I've heard a couple of decent hi-fi setups with DAB tuners and external antennae.

Quote
BBC Radio 3 FM seems to be the 'gold standard' in terms of bandwidth, I don't know if Radio 3 DAB is given a comparable bit rate?

Well, an FM Stereo station is fixed as far as transmission bandwidth goes. There is only one transmission standard which uses just over 100KHz of bandwidth for a Stereo signal, IIRC (ignoring any other subcarriers such as RDS, etc.). Distribution to the transmission site is another issue, though.

DAB does give the flexibility to assign a variable bit rate (and hence share of the bandwidth) depending on the channel content - not much point in using a lot of bandwidth for a speech-only channel like 5 sports extra!

The problem is, it's reckoned that with the ancient MPEG 1 Layer 2 coding used by DAB in the UK you need 225 KBits/sec bit rate to equal FM quality, and that takes more than twice the bandwidth of an FM station to transmit digitally - so, as it stands, DAB is less efficient in the first place. Then consider that even the main BBC channels are only transmitting at 128-192 Kbits and this is where the quality suffers.

### Provided records

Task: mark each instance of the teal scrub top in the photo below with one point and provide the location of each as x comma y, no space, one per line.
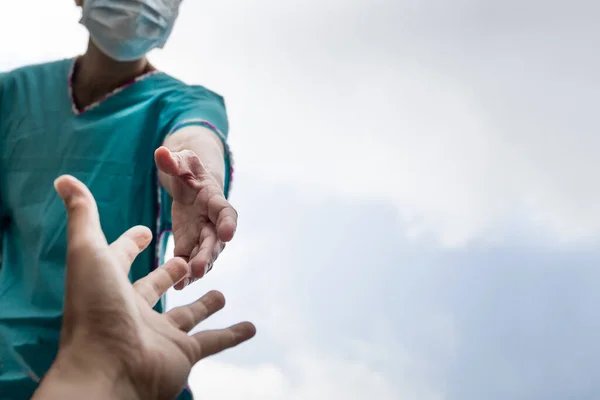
110,147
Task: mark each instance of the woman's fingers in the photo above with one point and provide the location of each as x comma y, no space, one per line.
156,283
187,317
130,244
215,341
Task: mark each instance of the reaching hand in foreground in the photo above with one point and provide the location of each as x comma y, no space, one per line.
113,344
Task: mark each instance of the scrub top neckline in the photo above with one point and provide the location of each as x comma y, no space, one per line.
78,111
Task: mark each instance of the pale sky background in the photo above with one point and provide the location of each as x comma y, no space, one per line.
418,191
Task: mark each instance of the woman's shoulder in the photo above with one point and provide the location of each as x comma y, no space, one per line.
180,90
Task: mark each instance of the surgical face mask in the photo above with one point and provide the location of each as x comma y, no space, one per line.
125,30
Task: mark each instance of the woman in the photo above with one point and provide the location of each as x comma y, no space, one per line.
120,126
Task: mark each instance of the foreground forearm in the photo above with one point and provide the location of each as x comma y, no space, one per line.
205,144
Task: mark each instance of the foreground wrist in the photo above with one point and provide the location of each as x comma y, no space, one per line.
69,378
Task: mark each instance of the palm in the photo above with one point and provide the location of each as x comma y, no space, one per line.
114,320
203,220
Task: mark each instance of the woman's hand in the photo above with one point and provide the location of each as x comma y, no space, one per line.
203,219
112,342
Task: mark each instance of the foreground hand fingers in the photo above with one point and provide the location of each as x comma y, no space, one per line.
213,342
83,225
155,284
187,317
130,244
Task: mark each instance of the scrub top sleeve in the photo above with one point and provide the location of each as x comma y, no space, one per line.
198,106
204,108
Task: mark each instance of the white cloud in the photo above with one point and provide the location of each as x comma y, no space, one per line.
306,376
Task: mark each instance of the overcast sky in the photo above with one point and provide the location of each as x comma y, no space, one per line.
417,185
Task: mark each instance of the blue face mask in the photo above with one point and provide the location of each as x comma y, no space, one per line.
125,30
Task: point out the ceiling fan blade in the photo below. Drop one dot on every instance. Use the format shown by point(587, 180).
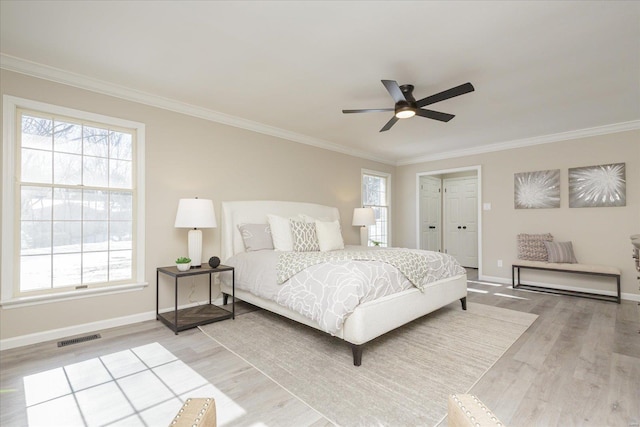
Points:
point(390, 123)
point(369, 110)
point(449, 93)
point(394, 90)
point(436, 115)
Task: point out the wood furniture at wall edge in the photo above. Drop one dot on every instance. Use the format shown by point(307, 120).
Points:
point(181, 319)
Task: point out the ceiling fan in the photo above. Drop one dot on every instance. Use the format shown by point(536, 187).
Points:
point(406, 105)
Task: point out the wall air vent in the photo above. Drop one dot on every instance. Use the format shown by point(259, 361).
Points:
point(65, 343)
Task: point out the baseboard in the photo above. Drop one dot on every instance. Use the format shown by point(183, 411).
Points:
point(56, 334)
point(623, 295)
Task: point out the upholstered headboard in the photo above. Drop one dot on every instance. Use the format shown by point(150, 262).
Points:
point(255, 212)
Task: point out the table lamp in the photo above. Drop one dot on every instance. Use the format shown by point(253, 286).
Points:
point(195, 214)
point(362, 217)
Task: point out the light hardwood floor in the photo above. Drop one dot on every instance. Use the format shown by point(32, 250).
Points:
point(578, 364)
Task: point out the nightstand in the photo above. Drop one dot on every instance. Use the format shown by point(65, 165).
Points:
point(190, 317)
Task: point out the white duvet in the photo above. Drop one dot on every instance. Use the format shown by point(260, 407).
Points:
point(327, 293)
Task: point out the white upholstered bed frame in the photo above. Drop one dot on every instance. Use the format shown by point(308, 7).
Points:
point(369, 320)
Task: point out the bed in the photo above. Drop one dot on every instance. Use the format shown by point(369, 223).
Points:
point(368, 320)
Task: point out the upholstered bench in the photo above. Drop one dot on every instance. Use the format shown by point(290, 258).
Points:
point(594, 270)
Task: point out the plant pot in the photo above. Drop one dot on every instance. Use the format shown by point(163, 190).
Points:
point(184, 266)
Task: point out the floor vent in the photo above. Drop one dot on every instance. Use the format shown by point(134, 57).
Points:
point(65, 343)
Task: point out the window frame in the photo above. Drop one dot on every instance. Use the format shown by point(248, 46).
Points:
point(11, 209)
point(387, 177)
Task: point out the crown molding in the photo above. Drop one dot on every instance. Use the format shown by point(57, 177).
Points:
point(22, 66)
point(526, 142)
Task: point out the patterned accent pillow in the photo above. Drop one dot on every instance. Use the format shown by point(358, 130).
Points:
point(531, 246)
point(305, 238)
point(329, 235)
point(561, 252)
point(256, 237)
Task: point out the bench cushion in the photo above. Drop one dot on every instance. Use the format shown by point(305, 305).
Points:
point(585, 268)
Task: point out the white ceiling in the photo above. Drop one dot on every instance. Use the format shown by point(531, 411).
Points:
point(542, 70)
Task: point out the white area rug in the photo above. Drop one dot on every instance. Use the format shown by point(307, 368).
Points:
point(406, 375)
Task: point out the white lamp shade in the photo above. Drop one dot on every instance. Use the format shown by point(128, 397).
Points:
point(195, 213)
point(363, 216)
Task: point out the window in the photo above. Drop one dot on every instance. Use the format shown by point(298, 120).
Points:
point(376, 194)
point(75, 180)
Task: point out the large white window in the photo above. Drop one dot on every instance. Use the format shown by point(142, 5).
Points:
point(75, 182)
point(376, 194)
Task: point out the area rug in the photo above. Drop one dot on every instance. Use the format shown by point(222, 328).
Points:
point(406, 375)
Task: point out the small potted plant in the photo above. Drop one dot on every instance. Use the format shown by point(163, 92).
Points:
point(183, 263)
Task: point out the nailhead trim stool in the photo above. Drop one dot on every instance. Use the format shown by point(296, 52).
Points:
point(196, 412)
point(466, 410)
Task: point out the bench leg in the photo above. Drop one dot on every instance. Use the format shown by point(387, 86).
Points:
point(356, 350)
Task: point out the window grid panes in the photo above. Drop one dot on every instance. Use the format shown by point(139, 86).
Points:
point(375, 195)
point(76, 192)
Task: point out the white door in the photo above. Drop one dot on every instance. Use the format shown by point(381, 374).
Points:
point(461, 219)
point(430, 217)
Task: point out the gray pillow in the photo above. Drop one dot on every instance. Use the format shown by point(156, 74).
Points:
point(531, 246)
point(305, 238)
point(256, 237)
point(561, 252)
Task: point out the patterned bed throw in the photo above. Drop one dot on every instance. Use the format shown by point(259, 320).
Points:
point(415, 265)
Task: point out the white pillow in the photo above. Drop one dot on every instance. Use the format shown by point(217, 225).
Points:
point(281, 233)
point(329, 235)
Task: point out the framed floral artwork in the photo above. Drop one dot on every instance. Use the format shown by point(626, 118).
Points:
point(597, 186)
point(537, 190)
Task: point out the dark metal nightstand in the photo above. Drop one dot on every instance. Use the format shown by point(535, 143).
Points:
point(186, 318)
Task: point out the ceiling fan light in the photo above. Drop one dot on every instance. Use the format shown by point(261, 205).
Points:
point(405, 113)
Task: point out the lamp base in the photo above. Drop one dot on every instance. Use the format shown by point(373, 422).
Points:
point(195, 247)
point(364, 236)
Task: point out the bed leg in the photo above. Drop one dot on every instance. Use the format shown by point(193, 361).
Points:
point(357, 354)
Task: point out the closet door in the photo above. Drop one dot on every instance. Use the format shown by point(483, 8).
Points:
point(461, 219)
point(430, 213)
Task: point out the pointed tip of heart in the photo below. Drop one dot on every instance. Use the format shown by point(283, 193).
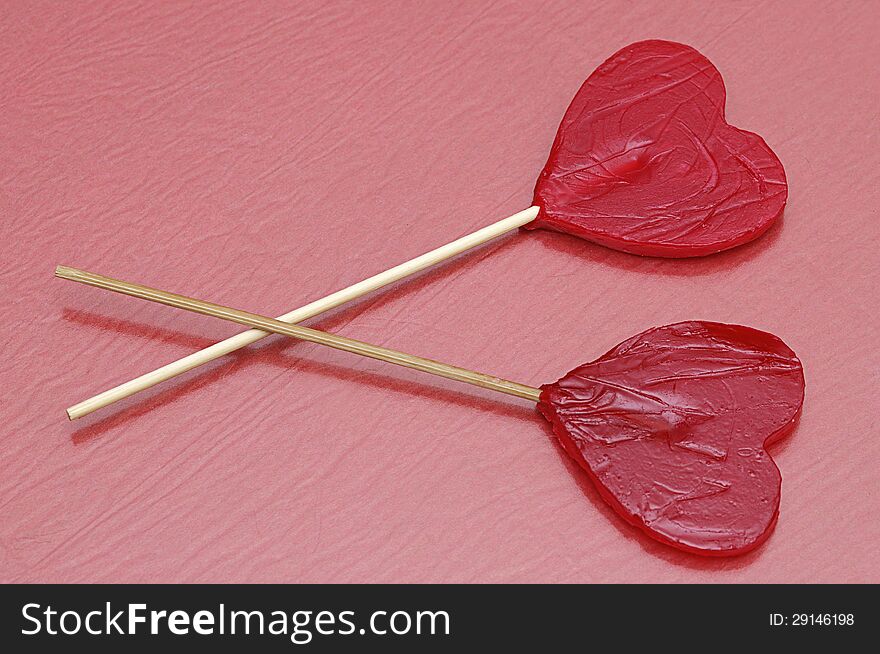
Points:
point(671, 426)
point(644, 161)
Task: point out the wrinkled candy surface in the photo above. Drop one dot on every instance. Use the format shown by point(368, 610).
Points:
point(671, 426)
point(644, 161)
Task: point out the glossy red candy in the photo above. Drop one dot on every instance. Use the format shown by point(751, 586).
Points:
point(671, 425)
point(644, 161)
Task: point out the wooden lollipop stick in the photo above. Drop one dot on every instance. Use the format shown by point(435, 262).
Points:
point(310, 310)
point(303, 333)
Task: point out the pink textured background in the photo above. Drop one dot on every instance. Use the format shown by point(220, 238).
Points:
point(265, 155)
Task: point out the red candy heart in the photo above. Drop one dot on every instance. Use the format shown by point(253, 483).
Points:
point(644, 161)
point(671, 425)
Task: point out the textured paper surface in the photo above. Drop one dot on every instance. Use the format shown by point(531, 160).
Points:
point(263, 156)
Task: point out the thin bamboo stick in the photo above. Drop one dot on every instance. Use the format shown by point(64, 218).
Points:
point(310, 310)
point(303, 333)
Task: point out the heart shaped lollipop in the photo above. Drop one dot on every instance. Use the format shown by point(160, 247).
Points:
point(671, 424)
point(644, 161)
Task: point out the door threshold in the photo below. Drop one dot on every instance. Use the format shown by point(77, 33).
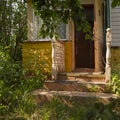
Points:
point(88, 70)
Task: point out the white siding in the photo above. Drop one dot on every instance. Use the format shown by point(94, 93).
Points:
point(115, 25)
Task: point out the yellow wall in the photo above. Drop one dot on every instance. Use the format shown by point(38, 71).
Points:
point(68, 56)
point(37, 56)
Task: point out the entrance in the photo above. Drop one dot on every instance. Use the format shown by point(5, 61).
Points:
point(84, 49)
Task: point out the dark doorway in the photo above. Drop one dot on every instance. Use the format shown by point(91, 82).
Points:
point(84, 49)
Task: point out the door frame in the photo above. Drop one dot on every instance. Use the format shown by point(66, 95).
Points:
point(73, 43)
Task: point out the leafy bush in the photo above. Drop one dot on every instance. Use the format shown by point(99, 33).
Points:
point(15, 85)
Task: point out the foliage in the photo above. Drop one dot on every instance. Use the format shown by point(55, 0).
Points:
point(58, 110)
point(15, 86)
point(115, 83)
point(53, 12)
point(13, 27)
point(115, 3)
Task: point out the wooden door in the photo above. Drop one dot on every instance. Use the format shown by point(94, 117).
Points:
point(84, 49)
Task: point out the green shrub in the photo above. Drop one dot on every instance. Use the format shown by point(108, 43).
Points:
point(16, 85)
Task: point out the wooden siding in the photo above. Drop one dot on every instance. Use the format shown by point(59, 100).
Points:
point(98, 34)
point(37, 55)
point(68, 56)
point(115, 59)
point(115, 25)
point(59, 56)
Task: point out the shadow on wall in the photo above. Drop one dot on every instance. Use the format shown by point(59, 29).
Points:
point(37, 58)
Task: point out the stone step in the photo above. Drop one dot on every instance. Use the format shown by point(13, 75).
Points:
point(88, 77)
point(76, 85)
point(43, 96)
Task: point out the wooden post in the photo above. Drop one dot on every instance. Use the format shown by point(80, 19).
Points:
point(54, 67)
point(108, 55)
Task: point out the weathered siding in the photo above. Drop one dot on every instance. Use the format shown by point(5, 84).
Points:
point(115, 25)
point(115, 59)
point(98, 32)
point(59, 56)
point(68, 56)
point(37, 56)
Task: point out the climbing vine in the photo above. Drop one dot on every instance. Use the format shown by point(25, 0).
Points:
point(53, 12)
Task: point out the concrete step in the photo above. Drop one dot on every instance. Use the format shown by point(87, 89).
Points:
point(76, 85)
point(43, 96)
point(86, 77)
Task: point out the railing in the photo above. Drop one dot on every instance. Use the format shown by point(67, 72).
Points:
point(108, 55)
point(58, 60)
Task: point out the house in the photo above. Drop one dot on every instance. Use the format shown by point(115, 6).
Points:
point(72, 53)
point(115, 26)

### Short problem A
In the post about DAB and FM radio, what bit rate is reckoned necessary for MPEG 1 Layer 2 coding to equal FM quality?
### Short problem B
Report every line of the listing that contains the word "fingers".

### Exercise result A
225 Kbits/sec

### Exercise result B
Task: mark each instance of the woman's fingers in the photo above with one point and provide the location of each as x comma y, no space, one per line.
Task: mark each instance of the foreground hand fingers in the photo above with one point and provide the location of each as x comma y, no space, one per line.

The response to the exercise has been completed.